Work to complete
Without the pictures, output all of the data exactly.

Records from a data collection
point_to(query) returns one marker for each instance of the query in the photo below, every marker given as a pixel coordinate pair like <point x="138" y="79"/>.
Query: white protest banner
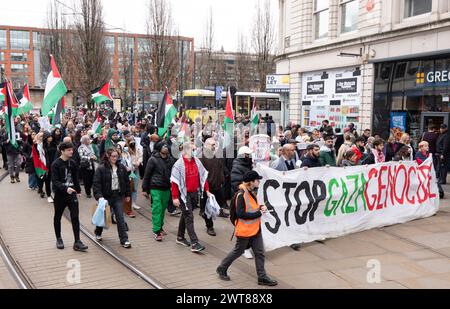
<point x="322" y="203"/>
<point x="260" y="144"/>
<point x="45" y="124"/>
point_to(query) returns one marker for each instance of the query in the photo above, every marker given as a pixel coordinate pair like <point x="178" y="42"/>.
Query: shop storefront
<point x="333" y="95"/>
<point x="411" y="94"/>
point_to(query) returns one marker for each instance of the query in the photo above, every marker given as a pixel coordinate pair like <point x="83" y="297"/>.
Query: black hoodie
<point x="241" y="166"/>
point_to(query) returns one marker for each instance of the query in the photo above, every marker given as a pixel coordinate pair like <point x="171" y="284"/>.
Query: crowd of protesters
<point x="181" y="169"/>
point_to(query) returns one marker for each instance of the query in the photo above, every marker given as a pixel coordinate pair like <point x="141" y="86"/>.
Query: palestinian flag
<point x="166" y="114"/>
<point x="228" y="122"/>
<point x="255" y="115"/>
<point x="11" y="107"/>
<point x="55" y="88"/>
<point x="97" y="126"/>
<point x="39" y="162"/>
<point x="58" y="110"/>
<point x="183" y="128"/>
<point x="2" y="96"/>
<point x="23" y="97"/>
<point x="101" y="94"/>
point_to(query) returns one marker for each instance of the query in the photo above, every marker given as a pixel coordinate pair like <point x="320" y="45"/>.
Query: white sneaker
<point x="126" y="245"/>
<point x="248" y="254"/>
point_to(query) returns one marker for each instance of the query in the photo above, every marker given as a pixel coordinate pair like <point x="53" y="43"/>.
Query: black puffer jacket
<point x="157" y="173"/>
<point x="241" y="166"/>
<point x="27" y="152"/>
<point x="103" y="182"/>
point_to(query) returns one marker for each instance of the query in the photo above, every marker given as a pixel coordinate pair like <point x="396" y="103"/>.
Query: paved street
<point x="412" y="255"/>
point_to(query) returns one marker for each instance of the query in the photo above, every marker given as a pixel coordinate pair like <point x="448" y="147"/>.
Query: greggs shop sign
<point x="433" y="77"/>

Answer to this task
point_to(query) returns one marker for each instance of the query in the photo below, every marker given as a pixel coordinate pair like <point x="138" y="79"/>.
Query: white protest banner
<point x="322" y="203"/>
<point x="260" y="144"/>
<point x="45" y="124"/>
point_to(query) returns one marker for each instance of the query in the photo above, every marker given as a pixel coordinate pair like <point x="178" y="42"/>.
Query: shop storefront
<point x="333" y="95"/>
<point x="411" y="94"/>
point_to(query) returns one marker for each instance of the query in the photo above, every marker given as a pixel coordinate pair like <point x="83" y="297"/>.
Query: black hoodie
<point x="241" y="166"/>
point_to(query) returns one marker for each instance of the query in the photo above, every marker given as a pixel coordinate pair like <point x="171" y="284"/>.
Query: crowd of protesters
<point x="181" y="169"/>
point_to(query) returns one marker for each instance of the query in the photo above, every marker given as a pixel coordinate pair like <point x="141" y="86"/>.
Query: palestinian flag
<point x="166" y="114"/>
<point x="228" y="122"/>
<point x="255" y="115"/>
<point x="11" y="107"/>
<point x="55" y="88"/>
<point x="97" y="126"/>
<point x="39" y="162"/>
<point x="58" y="110"/>
<point x="183" y="128"/>
<point x="2" y="96"/>
<point x="23" y="97"/>
<point x="101" y="94"/>
point_to(query) returns one marker for each instance of the query in the photo above, every marker given as a pixel coordinate pair like <point x="320" y="45"/>.
Query: white sneaker
<point x="126" y="245"/>
<point x="248" y="254"/>
point_to(query) returns one marker for each instance of the query in the photo above, every marker given as a pixel coordinate pair like <point x="53" y="43"/>.
Query: black puffer jacket
<point x="157" y="173"/>
<point x="241" y="166"/>
<point x="27" y="152"/>
<point x="103" y="182"/>
point_to(query) returns one marker for each instance of the query in the photo above, every marker given as a pixel coordinate pair like <point x="396" y="103"/>.
Query: paved street
<point x="412" y="255"/>
point_to(query) returns one marker for each instance of the query in the photo above, every marker given as a pixel coordinate pair like <point x="448" y="147"/>.
Query: greggs shop sign
<point x="433" y="77"/>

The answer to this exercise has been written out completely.